* _PROBLEM STATEMENT_
Count the lines in the listing below that contain the string "glass", and reply with the number only.

** Start GIVEN ENTRIES **

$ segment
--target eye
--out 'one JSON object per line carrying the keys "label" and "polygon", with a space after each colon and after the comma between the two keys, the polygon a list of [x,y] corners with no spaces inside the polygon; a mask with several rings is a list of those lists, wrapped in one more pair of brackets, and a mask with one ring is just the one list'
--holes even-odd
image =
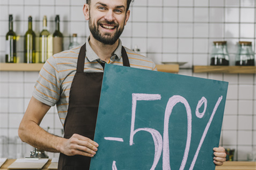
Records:
{"label": "eye", "polygon": [[115,10],[114,11],[116,12],[118,12],[118,13],[122,13],[122,11],[120,10]]}
{"label": "eye", "polygon": [[104,7],[103,7],[103,6],[99,6],[98,8],[98,9],[99,10],[104,10],[105,9],[105,8]]}

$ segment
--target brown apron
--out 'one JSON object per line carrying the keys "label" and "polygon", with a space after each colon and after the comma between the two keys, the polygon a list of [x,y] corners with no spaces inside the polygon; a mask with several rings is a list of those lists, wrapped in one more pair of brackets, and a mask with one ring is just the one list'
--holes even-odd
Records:
{"label": "brown apron", "polygon": [[[64,124],[64,137],[77,134],[93,140],[103,72],[84,72],[85,44],[82,46],[77,61],[77,72],[69,94],[68,114]],[[122,47],[124,66],[130,66],[126,51]],[[103,65],[104,68],[104,65]],[[60,154],[58,170],[89,169],[91,158]]]}

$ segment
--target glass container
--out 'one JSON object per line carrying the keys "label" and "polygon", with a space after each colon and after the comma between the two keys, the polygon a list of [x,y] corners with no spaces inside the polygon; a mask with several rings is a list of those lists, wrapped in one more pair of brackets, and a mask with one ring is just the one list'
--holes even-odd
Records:
{"label": "glass container", "polygon": [[255,65],[252,42],[239,41],[236,55],[236,65]]}
{"label": "glass container", "polygon": [[226,41],[214,41],[210,65],[229,65],[229,55],[226,48]]}

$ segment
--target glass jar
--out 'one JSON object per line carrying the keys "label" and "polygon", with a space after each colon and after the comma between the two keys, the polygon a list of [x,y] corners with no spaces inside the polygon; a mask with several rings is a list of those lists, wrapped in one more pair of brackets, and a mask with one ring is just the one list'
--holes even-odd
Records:
{"label": "glass jar", "polygon": [[226,41],[214,41],[210,65],[229,65],[229,55],[226,48]]}
{"label": "glass jar", "polygon": [[236,65],[255,65],[252,42],[239,41],[236,55]]}

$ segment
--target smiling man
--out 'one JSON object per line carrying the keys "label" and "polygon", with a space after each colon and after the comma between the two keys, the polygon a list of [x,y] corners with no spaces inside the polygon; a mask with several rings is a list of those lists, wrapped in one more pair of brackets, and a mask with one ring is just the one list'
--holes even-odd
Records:
{"label": "smiling man", "polygon": [[[91,33],[85,43],[55,54],[39,73],[19,135],[38,149],[60,152],[59,170],[89,169],[90,158],[96,154],[98,144],[93,140],[105,64],[156,70],[151,60],[123,47],[119,39],[131,1],[87,0],[83,12]],[[55,105],[63,138],[39,126]],[[214,161],[222,165],[224,149],[214,150]]]}

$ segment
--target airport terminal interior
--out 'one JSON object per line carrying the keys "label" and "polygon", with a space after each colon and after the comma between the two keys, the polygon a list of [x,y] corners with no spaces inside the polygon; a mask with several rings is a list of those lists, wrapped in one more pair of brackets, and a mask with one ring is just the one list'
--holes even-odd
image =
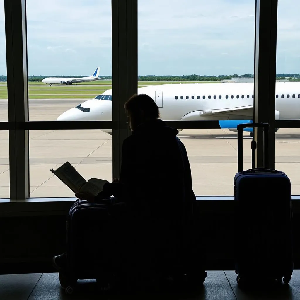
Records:
{"label": "airport terminal interior", "polygon": [[[286,15],[284,19],[283,12],[286,14],[288,11],[291,14],[297,10],[296,7],[300,6],[296,1],[290,0],[286,4],[283,0],[254,0],[245,2],[249,3],[244,7],[244,4],[238,4],[233,1],[227,4],[233,12],[230,13],[230,17],[221,12],[222,8],[229,9],[217,0],[219,7],[215,12],[219,14],[219,19],[214,18],[213,22],[215,23],[213,24],[211,13],[215,12],[213,10],[212,13],[212,9],[207,7],[214,4],[204,1],[199,1],[196,4],[194,0],[188,0],[187,3],[189,1],[191,6],[186,7],[184,2],[173,3],[170,0],[153,0],[151,5],[146,0],[99,0],[101,3],[95,4],[93,11],[90,3],[84,4],[80,1],[69,3],[67,1],[66,3],[55,1],[53,6],[48,3],[47,8],[43,7],[45,4],[41,2],[33,0],[0,0],[0,44],[2,45],[0,46],[0,75],[2,75],[1,68],[3,66],[3,73],[7,75],[7,80],[2,81],[0,77],[0,299],[111,299],[113,296],[120,299],[172,297],[180,300],[300,299],[300,85],[297,85],[300,82],[297,82],[297,78],[290,76],[276,79],[276,74],[280,73],[276,68],[278,60],[284,63],[290,61],[282,51],[278,50],[277,52],[276,50],[280,43],[282,45],[285,42],[285,38],[298,36],[300,30],[298,27],[298,31],[293,31],[289,35],[289,30],[294,28],[293,21],[289,22]],[[194,5],[194,9],[191,9]],[[176,8],[176,6],[178,8]],[[158,12],[155,7],[160,7],[161,11]],[[154,16],[157,13],[160,17]],[[92,16],[90,18],[90,14]],[[82,14],[85,16],[82,17],[87,20],[81,24]],[[64,20],[67,15],[69,16],[68,21]],[[143,18],[149,22],[142,22]],[[46,25],[43,23],[46,19]],[[100,23],[98,22],[98,20]],[[176,35],[179,34],[179,30],[176,22],[182,21],[180,24],[186,26],[184,26],[183,31],[181,32],[182,35],[179,36]],[[237,61],[236,65],[244,63],[245,57],[250,56],[252,66],[248,72],[253,73],[253,78],[233,76],[231,79],[213,82],[138,80],[140,75],[152,72],[167,75],[169,71],[171,73],[169,67],[172,64],[177,68],[174,74],[183,74],[186,73],[184,65],[188,61],[182,64],[179,61],[190,55],[191,61],[196,60],[196,63],[194,64],[196,68],[200,61],[197,60],[201,59],[204,62],[206,59],[207,53],[201,52],[201,47],[206,47],[208,52],[210,48],[206,42],[201,41],[199,38],[199,41],[190,43],[190,49],[182,48],[182,51],[173,53],[172,47],[179,46],[184,42],[181,41],[180,37],[187,37],[188,33],[192,32],[189,36],[193,40],[196,40],[197,34],[203,30],[206,33],[201,36],[207,37],[213,34],[209,28],[217,28],[218,32],[218,28],[224,27],[223,22],[227,22],[226,26],[229,26],[239,22],[241,24],[244,22],[243,30],[248,32],[249,29],[250,35],[252,35],[250,39],[253,49],[242,53],[243,57]],[[61,27],[62,25],[65,26],[67,30]],[[44,27],[42,30],[43,26],[55,30],[50,30],[50,34]],[[174,28],[177,33],[172,31]],[[226,34],[232,37],[232,40],[229,38],[227,41],[224,41],[226,38],[222,40],[224,49],[221,50],[221,54],[215,54],[215,57],[210,61],[211,68],[204,69],[203,65],[202,71],[197,67],[192,73],[186,71],[187,74],[216,74],[218,72],[217,65],[226,60],[228,52],[239,52],[242,38],[247,35],[237,31],[229,33],[230,31],[226,29]],[[43,37],[46,32],[46,37]],[[71,38],[67,37],[69,34]],[[213,35],[211,40],[207,41],[213,45],[213,48],[217,46],[218,39],[223,38],[220,37],[221,34]],[[79,46],[75,50],[68,41],[70,38],[75,40],[77,36],[78,43],[84,44],[84,46]],[[42,39],[43,42],[46,42],[43,44]],[[167,40],[170,46],[166,46],[165,50],[162,43]],[[298,52],[299,44],[291,46],[291,48]],[[232,45],[235,45],[233,48]],[[92,49],[93,54],[85,47]],[[154,53],[158,51],[158,47],[160,47],[159,50],[161,54],[155,60]],[[39,56],[34,54],[34,50],[40,52]],[[211,50],[213,56],[213,49]],[[105,51],[106,54],[100,57],[99,53]],[[196,55],[192,53],[194,51]],[[240,54],[236,55],[240,57]],[[59,57],[60,62],[56,61]],[[298,55],[297,57],[298,63]],[[172,59],[175,60],[169,62]],[[142,63],[147,61],[149,70],[144,68],[142,71],[140,71]],[[94,81],[94,74],[92,76],[86,75],[89,79],[86,82],[74,81],[72,84],[66,84],[65,79],[62,80],[61,83],[50,84],[45,83],[48,81],[28,80],[29,76],[37,74],[31,70],[34,62],[42,67],[45,74],[40,75],[45,77],[52,76],[52,72],[55,73],[53,70],[64,63],[73,66],[71,74],[66,67],[61,69],[65,70],[64,74],[62,71],[57,76],[78,77],[81,73],[77,76],[76,71],[73,74],[73,70],[80,67],[87,70],[84,72],[93,74],[96,67],[90,65],[90,62],[92,62],[96,64],[95,66],[101,66],[95,71],[98,70],[97,74],[100,78]],[[178,62],[178,65],[173,64],[174,62]],[[109,66],[106,69],[104,63]],[[154,68],[151,68],[152,64]],[[160,71],[154,70],[163,65],[167,66],[161,74]],[[236,73],[244,69],[235,68]],[[284,69],[286,74],[290,73],[287,67]],[[38,71],[36,72],[40,69],[37,68]],[[195,118],[185,119],[183,116],[178,119],[171,116],[162,118],[167,125],[178,129],[177,136],[185,146],[188,157],[193,188],[197,200],[195,210],[197,230],[202,235],[202,245],[206,253],[205,265],[207,276],[204,283],[196,293],[190,291],[180,293],[150,291],[112,296],[100,291],[95,279],[92,279],[79,280],[76,289],[68,294],[66,289],[61,286],[58,273],[52,265],[51,261],[53,256],[65,251],[66,218],[76,198],[74,192],[50,170],[56,170],[68,161],[86,180],[93,178],[111,182],[113,178],[118,178],[122,143],[131,134],[123,108],[125,102],[131,95],[143,90],[140,89],[156,86],[157,90],[161,91],[167,89],[170,84],[182,86],[187,83],[199,87],[197,88],[200,92],[197,92],[200,95],[198,99],[203,101],[204,92],[201,91],[202,88],[210,89],[205,90],[212,91],[212,95],[214,92],[219,94],[214,91],[218,90],[219,85],[232,91],[244,86],[240,85],[252,85],[253,88],[252,98],[250,96],[247,99],[245,96],[244,99],[243,94],[239,98],[235,96],[235,100],[250,101],[250,102],[245,102],[246,104],[241,104],[240,107],[222,109],[215,106],[212,108],[194,107],[190,110],[191,112],[196,111]],[[276,85],[279,84],[284,92],[276,91],[279,88],[276,87],[280,86]],[[292,90],[290,92],[290,87]],[[94,102],[97,99],[89,102],[108,90],[112,90],[113,99],[107,96],[105,99],[98,99],[98,102]],[[242,95],[241,90],[239,90],[238,93]],[[162,114],[163,112],[164,116],[174,115],[172,114],[176,110],[176,105],[172,103],[167,111],[166,92],[161,92],[160,95],[165,98],[161,103],[158,102],[157,94],[154,94],[153,97]],[[186,94],[184,93],[182,94]],[[276,93],[282,94],[282,97],[275,96]],[[194,95],[190,94],[188,100],[188,98],[183,100],[192,101]],[[174,100],[180,101],[177,96],[176,97],[173,97]],[[206,103],[216,103],[228,98],[224,94],[211,99],[210,95],[211,101],[206,98]],[[197,100],[196,95],[194,100]],[[277,110],[276,101],[278,103],[283,100],[286,103],[280,115]],[[101,104],[101,101],[107,103],[103,104],[106,108],[97,104]],[[99,105],[97,116],[92,115],[94,103]],[[87,106],[89,103],[92,104],[90,108]],[[104,117],[104,110],[108,107],[110,115]],[[285,108],[288,113],[284,112]],[[206,117],[205,110],[207,113]],[[90,119],[74,117],[69,121],[57,121],[66,112],[73,111],[80,112],[85,116],[89,114],[93,116]],[[289,115],[289,111],[290,115],[298,113],[298,119],[280,117],[280,115]],[[70,115],[72,113],[70,112]],[[271,288],[256,288],[255,282],[263,281],[268,273],[263,266],[257,270],[256,281],[250,290],[243,290],[237,283],[235,255],[238,248],[235,241],[239,224],[235,214],[234,178],[238,171],[237,133],[236,126],[234,128],[229,125],[221,126],[219,122],[230,118],[247,120],[245,122],[250,120],[269,124],[269,166],[283,172],[290,181],[294,270],[287,284],[283,282]],[[251,134],[249,131],[243,132],[244,170],[252,167],[251,145],[254,142],[257,145],[254,166],[263,166],[265,154],[262,150],[263,137],[262,131],[258,128],[254,128]],[[174,188],[176,185],[175,183]],[[279,186],[273,187],[277,190],[281,189]],[[249,185],[248,189],[249,192],[260,192],[255,186]],[[258,211],[260,208],[259,205]],[[256,216],[253,216],[255,222]]]}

** End GIVEN ENTRIES **

* _THE ANSWER_
6